(Qué hay que hacer):
- a) Pasa al inglés esta oración del bloque de texto: «Al tener una visión de la vida de su padre, se advierte desde un primer momento que, aunque los dos son abogados, han seguido caminos diferentes.»
- b) Responde, según el bloque de texto:
(i) ¿Con qué recurso comienza Burman su film?
(ii) ¿Qué profesión tienen Ariel y su padre?
(iii) ¿Dónde aparece Ariel cuando se abre la puerta del estudio de su padre?

(Bloque de texto):
Para mostrar íntimamente al personaje, Burman comienza su film con una narración en off de Ariel (recurso utilizado en los films anteriores), explicando la jornada laboral de su padre. Con este relato también se muestra la relación que existe entre ambos, y a la vez se refleja su vida. Al tener una visión de la vida de su padre, se advierte desde un primer momento que, aunque los dos son abogados, han seguido caminos diferentes.
Ariel no quiere trabajar en el “negocio familiar”. Está haciendo su propio destino. Este distanciamiento es demostrado en la escena donde se abre una puerta en el estudio de su padre –la cual comunica con el escritorio que Perelman-padre había destinado para su hijo- y Ariel aparece en la Universidad, lugar donde se siente seguro, dictando clases.

(Datos):
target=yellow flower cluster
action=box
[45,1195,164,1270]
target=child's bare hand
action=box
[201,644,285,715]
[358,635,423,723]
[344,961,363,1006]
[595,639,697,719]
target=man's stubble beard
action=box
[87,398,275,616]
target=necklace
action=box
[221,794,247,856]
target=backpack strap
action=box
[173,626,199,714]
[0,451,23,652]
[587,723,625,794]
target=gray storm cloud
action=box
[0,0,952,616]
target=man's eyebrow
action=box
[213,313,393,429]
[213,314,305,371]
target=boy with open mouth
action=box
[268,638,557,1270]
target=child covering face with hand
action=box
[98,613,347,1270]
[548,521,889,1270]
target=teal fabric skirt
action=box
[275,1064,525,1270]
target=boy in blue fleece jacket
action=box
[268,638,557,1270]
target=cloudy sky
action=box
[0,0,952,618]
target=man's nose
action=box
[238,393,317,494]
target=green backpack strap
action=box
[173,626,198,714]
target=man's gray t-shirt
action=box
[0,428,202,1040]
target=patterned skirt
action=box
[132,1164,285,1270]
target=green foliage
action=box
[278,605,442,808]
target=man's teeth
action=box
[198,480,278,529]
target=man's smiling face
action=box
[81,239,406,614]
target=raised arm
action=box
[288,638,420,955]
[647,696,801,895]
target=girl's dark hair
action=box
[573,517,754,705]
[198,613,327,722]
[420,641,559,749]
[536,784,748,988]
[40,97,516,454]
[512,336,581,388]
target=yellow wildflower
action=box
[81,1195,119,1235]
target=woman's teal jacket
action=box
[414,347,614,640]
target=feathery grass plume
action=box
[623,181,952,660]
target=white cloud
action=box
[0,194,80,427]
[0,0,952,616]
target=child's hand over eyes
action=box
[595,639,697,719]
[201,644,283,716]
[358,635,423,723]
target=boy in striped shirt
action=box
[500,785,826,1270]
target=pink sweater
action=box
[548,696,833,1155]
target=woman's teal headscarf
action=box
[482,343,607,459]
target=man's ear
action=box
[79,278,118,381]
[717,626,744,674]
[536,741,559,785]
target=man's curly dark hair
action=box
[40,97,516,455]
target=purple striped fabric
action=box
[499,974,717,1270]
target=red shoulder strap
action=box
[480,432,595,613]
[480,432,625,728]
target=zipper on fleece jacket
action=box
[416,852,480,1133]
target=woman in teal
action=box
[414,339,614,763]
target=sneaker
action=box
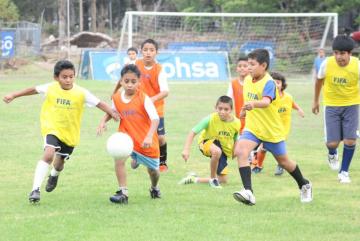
[110,190,129,204]
[251,167,262,174]
[209,178,222,188]
[274,165,284,176]
[338,171,351,183]
[233,189,256,206]
[45,175,59,192]
[328,154,340,171]
[159,163,169,172]
[29,188,40,203]
[150,187,161,199]
[131,159,140,169]
[178,173,197,185]
[300,182,312,203]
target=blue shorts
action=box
[157,117,165,136]
[130,151,160,170]
[239,130,286,156]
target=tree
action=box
[0,0,19,21]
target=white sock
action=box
[119,187,129,196]
[50,167,60,177]
[33,160,50,190]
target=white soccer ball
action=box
[106,132,134,159]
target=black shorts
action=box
[44,134,74,159]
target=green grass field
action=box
[0,65,360,241]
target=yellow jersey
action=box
[243,73,285,143]
[193,112,241,158]
[323,56,360,106]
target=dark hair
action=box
[141,38,159,51]
[332,35,355,53]
[248,49,270,70]
[126,47,138,54]
[54,60,75,77]
[113,64,141,94]
[216,95,233,109]
[270,72,287,91]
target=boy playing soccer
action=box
[97,64,160,204]
[312,35,360,183]
[4,60,119,202]
[179,96,240,188]
[252,72,304,176]
[227,57,249,133]
[136,39,169,172]
[233,49,312,205]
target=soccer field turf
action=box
[0,66,360,241]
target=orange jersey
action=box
[231,79,245,133]
[112,91,160,158]
[135,59,165,117]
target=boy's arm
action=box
[3,87,38,103]
[292,101,305,118]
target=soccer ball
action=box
[106,132,134,159]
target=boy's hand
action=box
[3,94,15,104]
[181,149,190,162]
[142,136,152,148]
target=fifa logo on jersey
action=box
[333,77,347,85]
[278,107,286,113]
[56,98,71,105]
[248,92,259,100]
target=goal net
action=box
[119,12,338,73]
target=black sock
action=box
[290,165,309,189]
[160,143,167,165]
[239,166,253,192]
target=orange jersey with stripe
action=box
[112,91,160,158]
[231,79,245,133]
[135,59,165,117]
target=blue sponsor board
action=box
[240,41,275,68]
[84,51,230,81]
[0,30,15,59]
[167,41,236,51]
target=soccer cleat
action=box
[159,163,169,172]
[110,190,129,204]
[209,178,222,188]
[233,189,256,206]
[251,167,262,174]
[178,173,196,185]
[274,165,284,176]
[300,182,312,203]
[45,175,59,192]
[131,159,140,169]
[149,187,161,199]
[338,171,351,183]
[29,188,40,203]
[328,154,340,171]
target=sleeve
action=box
[144,96,159,120]
[262,80,276,101]
[158,69,169,91]
[226,82,234,99]
[316,59,327,79]
[35,83,51,94]
[191,115,210,134]
[84,89,100,107]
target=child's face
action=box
[128,50,137,60]
[236,60,249,77]
[334,50,351,67]
[248,59,267,79]
[274,79,282,92]
[120,72,139,95]
[141,43,157,64]
[215,102,232,121]
[54,69,75,90]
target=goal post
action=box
[119,11,338,73]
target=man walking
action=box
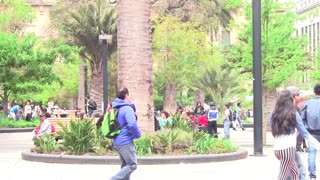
[287,86,306,180]
[86,96,97,118]
[301,84,320,180]
[111,88,141,180]
[208,102,219,138]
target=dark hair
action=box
[117,87,129,100]
[313,84,320,95]
[40,112,51,118]
[271,90,297,136]
[160,111,170,118]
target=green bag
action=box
[101,108,121,139]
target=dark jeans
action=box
[208,121,218,138]
[110,142,138,180]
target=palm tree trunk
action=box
[163,82,177,114]
[117,0,154,133]
[194,89,204,106]
[262,88,277,145]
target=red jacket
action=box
[198,115,208,127]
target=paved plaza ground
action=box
[0,128,320,180]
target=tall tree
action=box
[153,16,213,113]
[54,0,117,113]
[116,0,154,133]
[0,32,79,110]
[228,0,307,143]
[0,0,35,32]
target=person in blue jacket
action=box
[111,88,141,180]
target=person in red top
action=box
[198,115,208,132]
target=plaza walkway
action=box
[0,128,320,180]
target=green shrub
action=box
[58,120,94,155]
[134,136,153,156]
[90,128,112,154]
[32,134,60,153]
[0,115,40,128]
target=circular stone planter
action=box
[0,127,35,133]
[21,148,248,165]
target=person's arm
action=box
[296,112,320,150]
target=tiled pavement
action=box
[0,128,320,180]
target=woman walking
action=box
[270,90,320,180]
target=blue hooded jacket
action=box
[112,98,141,146]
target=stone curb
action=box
[21,148,248,165]
[0,127,35,133]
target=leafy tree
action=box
[0,32,76,110]
[53,0,117,114]
[153,17,213,112]
[0,0,35,32]
[224,0,306,142]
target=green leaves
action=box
[58,120,94,155]
[227,0,306,89]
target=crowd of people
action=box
[270,84,320,180]
[155,102,245,139]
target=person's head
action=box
[313,84,320,96]
[117,87,131,102]
[287,86,300,104]
[80,113,88,120]
[11,99,17,107]
[40,112,51,121]
[160,111,170,119]
[271,90,297,136]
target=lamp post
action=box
[252,0,263,156]
[99,33,112,113]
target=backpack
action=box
[101,108,122,139]
[228,109,233,121]
[208,109,218,121]
[89,100,97,110]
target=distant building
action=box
[294,0,320,82]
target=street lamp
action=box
[99,32,112,113]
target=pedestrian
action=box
[223,104,231,139]
[236,103,246,131]
[207,102,219,138]
[287,86,306,180]
[270,90,320,180]
[111,88,141,180]
[301,84,320,179]
[194,102,204,117]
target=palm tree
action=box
[196,68,245,108]
[116,0,154,133]
[55,0,116,113]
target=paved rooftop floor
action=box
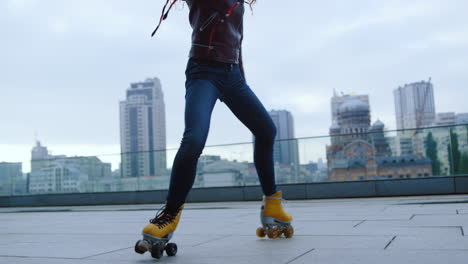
[0,195,468,264]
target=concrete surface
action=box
[0,195,468,264]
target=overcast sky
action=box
[0,0,468,169]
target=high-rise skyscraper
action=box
[393,78,436,155]
[0,162,23,196]
[393,79,436,129]
[120,78,166,177]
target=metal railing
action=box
[0,124,468,196]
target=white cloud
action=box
[6,0,39,9]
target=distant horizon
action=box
[0,0,468,173]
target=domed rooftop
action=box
[372,119,385,127]
[370,119,385,131]
[338,98,369,113]
[330,123,341,132]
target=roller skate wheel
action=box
[267,227,281,239]
[257,227,266,237]
[135,240,147,254]
[165,243,177,257]
[151,245,164,259]
[283,226,294,238]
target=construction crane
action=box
[413,77,432,154]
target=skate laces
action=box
[149,206,178,228]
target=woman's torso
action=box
[186,0,244,64]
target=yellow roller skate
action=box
[135,205,184,259]
[257,191,294,239]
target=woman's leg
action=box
[223,79,276,195]
[167,79,219,210]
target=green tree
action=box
[447,129,461,175]
[424,132,440,176]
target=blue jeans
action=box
[167,58,276,209]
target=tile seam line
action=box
[353,220,366,228]
[192,235,233,247]
[0,255,81,260]
[285,248,315,264]
[79,247,133,259]
[384,236,396,250]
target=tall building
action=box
[456,113,468,125]
[120,78,167,177]
[393,79,436,129]
[0,162,23,196]
[434,112,457,126]
[27,141,111,193]
[393,78,436,155]
[327,93,420,181]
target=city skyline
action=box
[0,0,468,171]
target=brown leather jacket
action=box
[185,0,244,75]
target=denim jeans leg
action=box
[223,79,276,195]
[167,79,219,208]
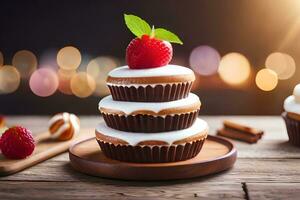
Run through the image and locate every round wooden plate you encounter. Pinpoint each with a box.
[69,136,237,180]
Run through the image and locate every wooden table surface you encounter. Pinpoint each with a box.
[0,116,300,199]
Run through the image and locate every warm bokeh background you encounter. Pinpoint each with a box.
[0,0,300,115]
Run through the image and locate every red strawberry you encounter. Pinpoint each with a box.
[0,126,35,159]
[126,35,173,69]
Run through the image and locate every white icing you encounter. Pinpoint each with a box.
[108,65,194,78]
[99,93,200,115]
[107,82,191,88]
[49,112,80,138]
[96,118,208,145]
[283,84,300,115]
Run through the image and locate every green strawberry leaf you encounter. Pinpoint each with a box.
[124,14,151,37]
[155,28,183,44]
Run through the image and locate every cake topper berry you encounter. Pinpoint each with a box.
[124,14,183,69]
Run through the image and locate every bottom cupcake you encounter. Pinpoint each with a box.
[96,119,208,163]
[282,112,300,147]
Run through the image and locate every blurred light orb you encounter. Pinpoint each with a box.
[0,51,4,67]
[71,72,96,98]
[189,45,221,76]
[12,50,38,78]
[218,52,251,85]
[255,69,278,91]
[265,52,296,80]
[57,46,81,70]
[0,65,21,94]
[87,56,118,96]
[29,67,58,97]
[57,69,76,95]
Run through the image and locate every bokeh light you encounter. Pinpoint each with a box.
[86,56,118,96]
[12,50,37,78]
[265,52,296,80]
[0,65,21,94]
[218,52,251,85]
[255,69,278,91]
[29,68,58,97]
[0,51,4,67]
[71,72,96,98]
[189,45,221,76]
[57,46,81,70]
[57,69,76,95]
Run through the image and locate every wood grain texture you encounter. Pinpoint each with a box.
[0,181,244,200]
[0,116,300,199]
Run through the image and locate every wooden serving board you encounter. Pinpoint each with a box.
[0,130,91,176]
[69,136,237,180]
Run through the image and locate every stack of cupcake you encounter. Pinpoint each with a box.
[96,16,208,162]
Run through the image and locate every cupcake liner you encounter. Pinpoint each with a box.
[102,110,199,133]
[97,139,205,163]
[282,112,300,147]
[108,82,193,102]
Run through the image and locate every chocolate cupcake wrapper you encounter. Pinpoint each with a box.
[282,112,300,147]
[97,139,205,163]
[102,110,199,133]
[108,82,193,102]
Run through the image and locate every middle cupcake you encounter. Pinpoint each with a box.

(Resultados esperados):
- a) By getting a view of his father's life, it is clear from the very beginning that, although both are lawyers, they have followed different paths.

- b)
(i) Con una narración en off de Ariel.
(ii) Los dos son abogados.
(iii) En la Universidad, dictando clases.